> _TEXTO PROPORCIONADO_
------------------------------
A China del presidente Xi Jinping ha adoptado una política exterior sin precedentes en la historia del país, una política de confrontación dura y hechos consumados que -por ahora- solo se ha frenado ante la inminencia de un conflicto armado.

Los analistas occidentales, en especial los estadounidenses, atribuyen este cambio ante todo al hecho de que Xi gobierne la República Popular de forma autocrática, tomando él -o quizá él y un estrechísimo círculo de colaboradores- todas las decisiones. Los anteriores líderes del Partido Comunista Chino y de la República habían operado siempre de acuerdo con un amplio grupo de asesores y expertos; y estos habían apostado hasta ahora por la paciencia y la negociación, incluso cuando tuvieron que dar marcha atrás en algunas decisiones de envergadura.

En el análisis estadounidense del cambio de la política de Pekín, este se debería a que a un Gobierno colegiado le es muy fácil rectificar porque nadie pierde la cara al rectificar. En cambio, una dirección autocrática no puede desdecirse sin menoscabar el prestigio y hasta el crédito del líder máximo; sería el caso actual en la China de Xi.

Pero incluso si esta visión estadounidense de la conducta china actual fuera cierta, es evidente que no puede ser la única causa. Lo más probable es que al factor autocrático se hayan unido unos cuantos más. Uno, primordial, es la toma de conciencia de Pekín de que la China actual es una gran potencia económica a nivel mundial y, también, de que la cohesión socio-política de ese enorme país ha alcanzado un grado de solidez cuyos antecedentes más próximos habría que buscarlos en la Edad Media.
------------------------------
(Datos de origen)
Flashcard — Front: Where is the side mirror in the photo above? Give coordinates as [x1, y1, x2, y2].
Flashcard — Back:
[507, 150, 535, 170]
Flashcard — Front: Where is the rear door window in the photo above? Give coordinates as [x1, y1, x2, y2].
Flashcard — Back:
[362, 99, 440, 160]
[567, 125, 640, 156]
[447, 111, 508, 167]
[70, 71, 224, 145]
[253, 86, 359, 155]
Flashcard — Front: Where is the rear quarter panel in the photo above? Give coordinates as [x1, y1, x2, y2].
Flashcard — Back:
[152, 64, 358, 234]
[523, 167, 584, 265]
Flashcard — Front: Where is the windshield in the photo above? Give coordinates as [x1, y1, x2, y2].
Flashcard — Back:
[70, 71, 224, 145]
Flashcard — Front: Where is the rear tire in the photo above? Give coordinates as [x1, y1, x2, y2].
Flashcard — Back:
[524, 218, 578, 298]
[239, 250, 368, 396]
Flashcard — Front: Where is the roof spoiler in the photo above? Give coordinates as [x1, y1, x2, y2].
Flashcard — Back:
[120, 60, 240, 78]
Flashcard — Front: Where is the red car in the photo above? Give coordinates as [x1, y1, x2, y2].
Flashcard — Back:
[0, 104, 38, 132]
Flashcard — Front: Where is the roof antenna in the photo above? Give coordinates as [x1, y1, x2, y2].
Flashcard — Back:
------------------------------
> _REQUISITOS DE LAS TAREAS_
- 1) Resume con menos palabras el párrafo del texto sobre la política exterior china que empieza por «Los analistas occidentales», sin perder sus datos principales.
- 2) Continúa el texto sobre la política exterior china a partir de su última oración.
Las filas proceden de otra fuente.

> _RESPUESTAS_
- 1) Para los analistas occidentales, sobre todo los estadounidenses, el cambio se debe sobre todo a que Xi gobierna de forma autocrática. Toma todas las decisiones él solo o con un círculo muy reducido. Sus predecesores actuaban con un amplio grupo de asesores y expertos que apostaban por la paciencia y la negociación, incluso cuando tuvieron que rectificar decisiones importantes.

- 2)
Otro factor, muy vinculado al mentado más arriba, es la irritación provocada en Pekín por la agresiva política económica y diplomática del presiente Donald Trump. Las teorías -y conductas consecuentes- de este acerca de lo dañinas que pueden resultarles a los EE.UU. y al mundo atlántico en su conjunto los avances mercantiles y científicos chinos se han transformado en cuantiosas pérdidas financieras chinas El acoso a Huawei y su tecnología del 5 G es conocido por todo el mundo, pero no es ni muchísimo menos el único.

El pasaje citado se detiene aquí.